# Python Tutorial, Session 1 exercises

# Zombie Apocalypse

=========================================================================

Dear Scientist

We have shortly briefed you with the basic of Python programming. Before accepting you on the team, we will test you on this knowledge . If you pass the test, we will start providing you the data of the zombie outbreak.

Regards,

The Earth Leaders

=========================================================================

Let's start by importing some necessary modules:

In [None]:
import numpy as np
import scipy
%pylab inline
import pylab as plt
import scipy.optimize as opt

## Part 1: test your Python basics

Imagine we have a typical six-sided die, that will give us a value in a finite range with equal probability. We can model this using <tt>np.random.randint</tt>

In [None]:
np.random.randint?

We can model a throw by using this method to randomly return a number between 1 and 6 inclusive:

In [None]:
print(np.random.randint(1,7))

Executing the cell again will give us another random answer (try it).

To roll the die $n$=20 number of times, we can pass $n$ as a parameter to the method through the keyword <tt>size</tt>.

## Available data
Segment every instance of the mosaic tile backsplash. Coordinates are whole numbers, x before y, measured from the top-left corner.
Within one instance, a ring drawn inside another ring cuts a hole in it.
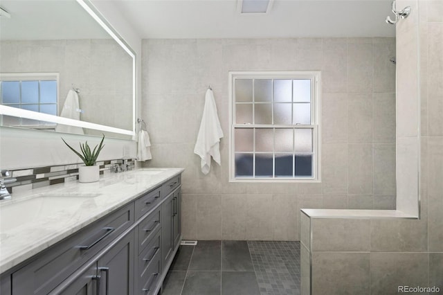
* * *
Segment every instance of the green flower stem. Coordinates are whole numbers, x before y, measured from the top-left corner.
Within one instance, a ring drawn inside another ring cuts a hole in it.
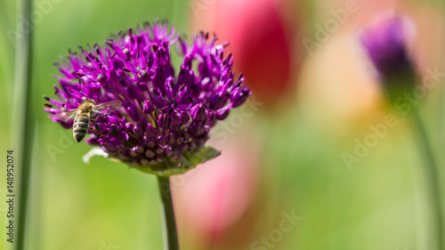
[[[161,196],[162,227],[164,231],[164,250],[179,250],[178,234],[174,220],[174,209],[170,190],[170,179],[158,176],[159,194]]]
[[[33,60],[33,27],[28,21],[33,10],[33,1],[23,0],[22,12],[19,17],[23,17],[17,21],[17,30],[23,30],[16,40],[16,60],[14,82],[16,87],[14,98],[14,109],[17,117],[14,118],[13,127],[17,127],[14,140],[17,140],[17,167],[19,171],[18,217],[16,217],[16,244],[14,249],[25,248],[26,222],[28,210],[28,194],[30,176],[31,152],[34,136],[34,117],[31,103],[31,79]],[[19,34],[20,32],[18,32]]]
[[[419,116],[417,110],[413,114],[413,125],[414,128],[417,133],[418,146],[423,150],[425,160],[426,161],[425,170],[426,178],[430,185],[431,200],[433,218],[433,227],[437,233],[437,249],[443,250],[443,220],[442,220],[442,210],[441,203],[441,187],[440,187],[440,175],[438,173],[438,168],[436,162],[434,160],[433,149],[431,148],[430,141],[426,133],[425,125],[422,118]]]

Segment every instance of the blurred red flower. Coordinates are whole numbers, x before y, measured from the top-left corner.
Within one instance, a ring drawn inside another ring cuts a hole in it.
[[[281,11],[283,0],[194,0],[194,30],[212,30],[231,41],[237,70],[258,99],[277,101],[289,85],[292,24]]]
...
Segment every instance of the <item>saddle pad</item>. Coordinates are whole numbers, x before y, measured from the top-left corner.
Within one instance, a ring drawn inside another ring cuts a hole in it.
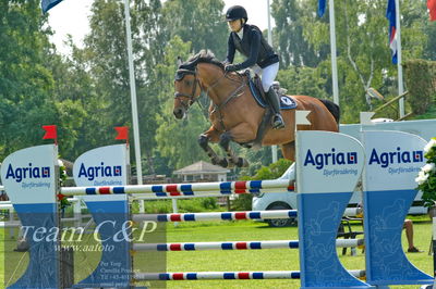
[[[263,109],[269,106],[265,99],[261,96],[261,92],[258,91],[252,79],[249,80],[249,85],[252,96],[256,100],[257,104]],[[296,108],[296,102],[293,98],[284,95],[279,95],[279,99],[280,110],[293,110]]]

## Your assignment
Write out the whole Python tutorial word for word, from start to finish. The listing comes from a different source than the Python tutorial.

## Result below
# Python Tutorial, Session 1 exercises

# Zombie Apocalypse

=========================================================================

Dear Scientist

We have shortly briefed you with the basic of Python programming. Before accepting you on the team, we will test you on this knowledge . If you pass the test, we will start providing you the data of the zombie outbreak.

Regards,

The Earth Leaders

=========================================================================

Let's start by importing some necessary modules:

In [None]:
import numpy as np
import scipy
%pylab inline
import pylab as plt
import scipy.optimize as opt

## Part 1: test your Python basics

Imagine we have a typical six-sided die, that will give us a value in a finite range with equal probability. We can model this using <tt>np.random.randint</tt>

In [None]:
np.random.randint?

We can model a throw by using this method to randomly return a number between 1 and 6 inclusive:

In [None]:
print(np.random.randint(1,7))

Executing the cell again will give us another random answer (try it).

To roll the die $n$=20 number of times, we can pass $n$ as a parameter to the method through the keyword <tt>size</tt>.